* Exercise brief:
Pick out and copy every line of the records below that contains the word "outline", treating uppercase and lowercase letters as different.
#### Input records
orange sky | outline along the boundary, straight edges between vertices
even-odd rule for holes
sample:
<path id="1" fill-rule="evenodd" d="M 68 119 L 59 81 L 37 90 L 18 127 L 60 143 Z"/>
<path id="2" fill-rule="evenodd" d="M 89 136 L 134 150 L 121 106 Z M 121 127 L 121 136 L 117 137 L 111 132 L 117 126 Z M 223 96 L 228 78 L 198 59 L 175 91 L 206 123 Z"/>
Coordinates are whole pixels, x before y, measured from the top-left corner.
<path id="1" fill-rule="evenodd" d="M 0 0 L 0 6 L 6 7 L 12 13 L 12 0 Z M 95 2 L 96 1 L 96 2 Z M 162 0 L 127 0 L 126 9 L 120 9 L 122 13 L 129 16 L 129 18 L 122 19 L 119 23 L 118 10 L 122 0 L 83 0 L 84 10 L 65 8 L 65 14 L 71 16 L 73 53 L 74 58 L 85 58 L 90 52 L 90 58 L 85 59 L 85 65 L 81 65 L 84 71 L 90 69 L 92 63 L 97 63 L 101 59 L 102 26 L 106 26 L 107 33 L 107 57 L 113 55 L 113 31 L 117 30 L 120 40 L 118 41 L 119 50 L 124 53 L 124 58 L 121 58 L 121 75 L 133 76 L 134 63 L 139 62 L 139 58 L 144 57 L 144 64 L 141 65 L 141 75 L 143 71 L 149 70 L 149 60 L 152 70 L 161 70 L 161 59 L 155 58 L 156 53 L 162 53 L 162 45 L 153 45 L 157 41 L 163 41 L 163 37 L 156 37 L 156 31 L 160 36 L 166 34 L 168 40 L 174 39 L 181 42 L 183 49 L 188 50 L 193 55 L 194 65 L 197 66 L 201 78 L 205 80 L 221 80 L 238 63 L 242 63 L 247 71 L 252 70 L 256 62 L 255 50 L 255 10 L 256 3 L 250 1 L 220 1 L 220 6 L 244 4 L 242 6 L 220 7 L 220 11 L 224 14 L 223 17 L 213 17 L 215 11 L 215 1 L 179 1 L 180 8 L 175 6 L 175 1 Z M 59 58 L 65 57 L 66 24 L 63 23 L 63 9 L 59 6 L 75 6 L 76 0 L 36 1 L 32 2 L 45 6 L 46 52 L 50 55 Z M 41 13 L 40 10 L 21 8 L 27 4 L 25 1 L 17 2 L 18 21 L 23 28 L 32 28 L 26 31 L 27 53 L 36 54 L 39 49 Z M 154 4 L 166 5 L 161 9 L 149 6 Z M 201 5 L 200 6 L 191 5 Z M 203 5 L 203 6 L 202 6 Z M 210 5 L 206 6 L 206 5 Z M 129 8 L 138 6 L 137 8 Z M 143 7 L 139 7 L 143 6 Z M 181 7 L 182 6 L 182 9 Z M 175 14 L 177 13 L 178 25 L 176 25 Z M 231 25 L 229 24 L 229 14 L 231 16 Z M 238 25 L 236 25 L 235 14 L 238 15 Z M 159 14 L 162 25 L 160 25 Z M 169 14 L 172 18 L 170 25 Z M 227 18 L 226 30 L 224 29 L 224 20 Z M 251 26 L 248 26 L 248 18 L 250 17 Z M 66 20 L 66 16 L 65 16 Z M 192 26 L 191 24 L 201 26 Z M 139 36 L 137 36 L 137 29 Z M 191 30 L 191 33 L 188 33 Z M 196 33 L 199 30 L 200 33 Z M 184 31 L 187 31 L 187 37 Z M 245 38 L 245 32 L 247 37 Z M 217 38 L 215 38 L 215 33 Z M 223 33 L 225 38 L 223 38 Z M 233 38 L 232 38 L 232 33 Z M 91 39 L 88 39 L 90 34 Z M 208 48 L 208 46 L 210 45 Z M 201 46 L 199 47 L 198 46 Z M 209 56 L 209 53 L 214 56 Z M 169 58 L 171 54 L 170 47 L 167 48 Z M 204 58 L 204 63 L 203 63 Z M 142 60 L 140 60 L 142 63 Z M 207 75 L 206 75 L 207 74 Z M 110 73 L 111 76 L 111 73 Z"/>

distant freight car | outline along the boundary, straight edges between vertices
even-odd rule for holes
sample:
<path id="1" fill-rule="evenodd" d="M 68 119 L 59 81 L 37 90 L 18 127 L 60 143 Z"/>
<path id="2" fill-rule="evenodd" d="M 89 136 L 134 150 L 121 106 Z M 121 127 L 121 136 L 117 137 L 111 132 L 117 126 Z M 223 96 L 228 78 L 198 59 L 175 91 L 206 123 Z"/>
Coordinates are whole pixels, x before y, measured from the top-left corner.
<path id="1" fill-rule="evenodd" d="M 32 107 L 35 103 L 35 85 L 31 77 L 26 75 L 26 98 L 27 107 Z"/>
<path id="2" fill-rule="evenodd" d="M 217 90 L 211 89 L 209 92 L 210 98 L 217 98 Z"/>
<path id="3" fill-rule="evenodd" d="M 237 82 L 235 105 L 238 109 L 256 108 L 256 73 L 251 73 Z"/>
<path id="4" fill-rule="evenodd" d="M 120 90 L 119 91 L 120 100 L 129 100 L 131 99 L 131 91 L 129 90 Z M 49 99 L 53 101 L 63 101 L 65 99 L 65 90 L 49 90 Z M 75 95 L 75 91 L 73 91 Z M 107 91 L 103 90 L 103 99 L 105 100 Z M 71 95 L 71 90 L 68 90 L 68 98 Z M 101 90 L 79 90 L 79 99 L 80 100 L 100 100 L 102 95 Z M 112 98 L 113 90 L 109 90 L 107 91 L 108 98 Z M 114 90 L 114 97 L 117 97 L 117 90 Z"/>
########
#### Input records
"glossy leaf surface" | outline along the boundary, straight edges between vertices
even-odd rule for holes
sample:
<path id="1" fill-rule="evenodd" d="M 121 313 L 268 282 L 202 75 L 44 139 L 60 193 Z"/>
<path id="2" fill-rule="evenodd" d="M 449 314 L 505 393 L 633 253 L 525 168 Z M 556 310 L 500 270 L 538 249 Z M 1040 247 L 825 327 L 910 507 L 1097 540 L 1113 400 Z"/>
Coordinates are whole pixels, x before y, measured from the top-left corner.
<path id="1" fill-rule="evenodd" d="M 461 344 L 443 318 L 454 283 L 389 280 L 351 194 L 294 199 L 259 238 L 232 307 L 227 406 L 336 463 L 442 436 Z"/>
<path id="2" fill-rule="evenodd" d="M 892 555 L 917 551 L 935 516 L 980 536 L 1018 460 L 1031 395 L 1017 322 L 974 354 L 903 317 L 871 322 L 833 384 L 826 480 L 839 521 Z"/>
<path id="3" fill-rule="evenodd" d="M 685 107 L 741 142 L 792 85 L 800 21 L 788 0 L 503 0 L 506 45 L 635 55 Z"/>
########
#### Input records
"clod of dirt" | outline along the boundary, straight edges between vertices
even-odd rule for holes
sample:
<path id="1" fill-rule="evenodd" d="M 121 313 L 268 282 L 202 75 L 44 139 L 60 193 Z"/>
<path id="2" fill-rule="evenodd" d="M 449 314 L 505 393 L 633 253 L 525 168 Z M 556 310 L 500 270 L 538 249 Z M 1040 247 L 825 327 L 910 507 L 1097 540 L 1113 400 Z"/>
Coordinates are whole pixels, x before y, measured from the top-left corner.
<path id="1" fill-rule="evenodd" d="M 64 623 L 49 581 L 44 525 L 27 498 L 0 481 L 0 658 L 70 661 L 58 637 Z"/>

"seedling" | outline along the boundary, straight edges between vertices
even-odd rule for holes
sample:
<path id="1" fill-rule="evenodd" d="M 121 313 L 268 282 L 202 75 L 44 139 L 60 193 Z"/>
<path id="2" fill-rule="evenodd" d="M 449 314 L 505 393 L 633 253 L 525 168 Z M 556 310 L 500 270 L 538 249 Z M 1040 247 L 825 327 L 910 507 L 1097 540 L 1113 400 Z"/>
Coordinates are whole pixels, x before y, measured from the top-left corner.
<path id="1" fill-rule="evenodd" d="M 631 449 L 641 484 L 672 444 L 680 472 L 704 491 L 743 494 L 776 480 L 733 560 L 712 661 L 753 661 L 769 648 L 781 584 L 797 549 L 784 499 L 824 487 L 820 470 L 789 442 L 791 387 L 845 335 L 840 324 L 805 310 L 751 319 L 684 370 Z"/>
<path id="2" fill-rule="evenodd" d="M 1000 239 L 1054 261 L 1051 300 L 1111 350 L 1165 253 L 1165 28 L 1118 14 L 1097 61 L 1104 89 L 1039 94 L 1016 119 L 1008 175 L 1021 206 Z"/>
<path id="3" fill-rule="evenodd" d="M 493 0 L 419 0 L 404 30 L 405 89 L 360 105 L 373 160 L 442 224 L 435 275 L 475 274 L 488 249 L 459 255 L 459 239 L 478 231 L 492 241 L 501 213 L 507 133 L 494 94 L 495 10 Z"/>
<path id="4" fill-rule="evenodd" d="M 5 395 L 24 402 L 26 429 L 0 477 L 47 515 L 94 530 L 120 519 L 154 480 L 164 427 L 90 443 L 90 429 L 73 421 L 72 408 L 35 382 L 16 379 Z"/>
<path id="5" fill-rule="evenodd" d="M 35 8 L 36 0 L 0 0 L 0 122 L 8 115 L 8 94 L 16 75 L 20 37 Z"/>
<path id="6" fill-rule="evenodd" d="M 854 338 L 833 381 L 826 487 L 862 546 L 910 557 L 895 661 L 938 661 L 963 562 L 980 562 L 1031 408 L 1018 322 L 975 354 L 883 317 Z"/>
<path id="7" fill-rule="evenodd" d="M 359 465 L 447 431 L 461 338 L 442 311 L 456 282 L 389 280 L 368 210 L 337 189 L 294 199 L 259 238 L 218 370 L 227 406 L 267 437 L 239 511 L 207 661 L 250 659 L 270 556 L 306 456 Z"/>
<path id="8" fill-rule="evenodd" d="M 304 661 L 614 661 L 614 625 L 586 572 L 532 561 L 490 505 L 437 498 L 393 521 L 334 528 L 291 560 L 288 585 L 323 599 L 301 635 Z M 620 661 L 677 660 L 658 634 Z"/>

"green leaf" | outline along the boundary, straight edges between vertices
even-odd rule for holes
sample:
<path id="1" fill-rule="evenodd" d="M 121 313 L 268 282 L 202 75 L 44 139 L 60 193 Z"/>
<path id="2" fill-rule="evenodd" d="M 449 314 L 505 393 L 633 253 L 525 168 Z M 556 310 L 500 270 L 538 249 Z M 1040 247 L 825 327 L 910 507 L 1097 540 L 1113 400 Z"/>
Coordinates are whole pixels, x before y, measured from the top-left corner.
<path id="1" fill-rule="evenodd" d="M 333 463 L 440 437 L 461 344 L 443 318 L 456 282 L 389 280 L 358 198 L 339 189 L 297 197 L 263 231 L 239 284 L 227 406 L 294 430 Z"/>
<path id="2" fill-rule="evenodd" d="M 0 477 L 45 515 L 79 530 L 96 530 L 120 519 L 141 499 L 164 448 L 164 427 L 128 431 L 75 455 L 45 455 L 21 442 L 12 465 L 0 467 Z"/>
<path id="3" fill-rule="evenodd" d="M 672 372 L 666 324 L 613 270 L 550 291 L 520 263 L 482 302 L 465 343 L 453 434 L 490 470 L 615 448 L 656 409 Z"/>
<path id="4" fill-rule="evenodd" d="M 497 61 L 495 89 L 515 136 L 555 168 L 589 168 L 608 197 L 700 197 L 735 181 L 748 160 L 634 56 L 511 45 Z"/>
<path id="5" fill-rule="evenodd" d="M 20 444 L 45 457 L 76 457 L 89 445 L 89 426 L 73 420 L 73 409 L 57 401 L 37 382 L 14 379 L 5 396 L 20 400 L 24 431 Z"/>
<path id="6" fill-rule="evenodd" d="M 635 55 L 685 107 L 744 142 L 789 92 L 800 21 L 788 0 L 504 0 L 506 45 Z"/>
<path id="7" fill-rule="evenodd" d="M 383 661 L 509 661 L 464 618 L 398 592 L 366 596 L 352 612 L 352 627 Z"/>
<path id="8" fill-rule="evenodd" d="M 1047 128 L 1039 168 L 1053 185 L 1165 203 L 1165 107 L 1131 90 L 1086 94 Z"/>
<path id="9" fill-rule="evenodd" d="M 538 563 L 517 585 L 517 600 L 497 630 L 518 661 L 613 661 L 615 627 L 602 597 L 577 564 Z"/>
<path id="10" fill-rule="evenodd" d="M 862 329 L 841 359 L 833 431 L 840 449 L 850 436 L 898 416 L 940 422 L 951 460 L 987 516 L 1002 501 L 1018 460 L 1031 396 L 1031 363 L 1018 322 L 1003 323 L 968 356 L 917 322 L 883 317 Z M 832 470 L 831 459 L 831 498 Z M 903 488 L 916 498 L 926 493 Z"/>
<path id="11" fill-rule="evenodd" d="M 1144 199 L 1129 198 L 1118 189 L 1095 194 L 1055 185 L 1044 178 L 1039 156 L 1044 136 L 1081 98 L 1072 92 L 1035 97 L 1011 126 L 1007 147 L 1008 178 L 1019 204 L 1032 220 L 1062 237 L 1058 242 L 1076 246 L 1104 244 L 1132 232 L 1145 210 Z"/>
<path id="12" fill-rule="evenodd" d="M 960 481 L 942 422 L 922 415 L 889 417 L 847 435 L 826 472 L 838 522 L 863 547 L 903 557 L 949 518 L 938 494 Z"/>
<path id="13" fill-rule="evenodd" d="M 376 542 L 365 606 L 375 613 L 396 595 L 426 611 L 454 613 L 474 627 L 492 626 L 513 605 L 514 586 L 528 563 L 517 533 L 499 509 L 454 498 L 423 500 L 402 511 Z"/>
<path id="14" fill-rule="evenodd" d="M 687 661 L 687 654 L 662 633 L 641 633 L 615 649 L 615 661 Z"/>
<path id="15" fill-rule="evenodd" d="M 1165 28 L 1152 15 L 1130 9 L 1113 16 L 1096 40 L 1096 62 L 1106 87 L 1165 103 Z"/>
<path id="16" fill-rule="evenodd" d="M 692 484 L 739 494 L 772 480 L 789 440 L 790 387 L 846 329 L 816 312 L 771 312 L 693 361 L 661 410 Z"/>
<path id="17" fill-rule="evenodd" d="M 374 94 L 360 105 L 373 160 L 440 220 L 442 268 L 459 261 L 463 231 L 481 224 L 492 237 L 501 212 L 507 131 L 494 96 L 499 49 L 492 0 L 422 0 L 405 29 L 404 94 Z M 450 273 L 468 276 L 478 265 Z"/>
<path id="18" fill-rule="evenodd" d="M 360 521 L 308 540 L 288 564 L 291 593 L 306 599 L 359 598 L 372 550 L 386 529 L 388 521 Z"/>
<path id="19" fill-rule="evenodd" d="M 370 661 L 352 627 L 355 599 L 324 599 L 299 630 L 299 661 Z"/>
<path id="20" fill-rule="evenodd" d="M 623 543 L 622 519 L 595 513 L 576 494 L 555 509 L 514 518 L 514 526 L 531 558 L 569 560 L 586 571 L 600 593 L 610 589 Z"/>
########
* Reply:
orange sky | outline along the boundary, straight edges between vertices
distant freight car | outline along the boundary, straight edges between vertices
"glossy leaf surface" | outline along the boundary, straight edges between vertices
"clod of dirt" | outline along the boundary, straight edges between vertices
"seedling" | outline along the boundary, straight edges between vertices
"green leaf" | outline along the boundary, straight edges between vertices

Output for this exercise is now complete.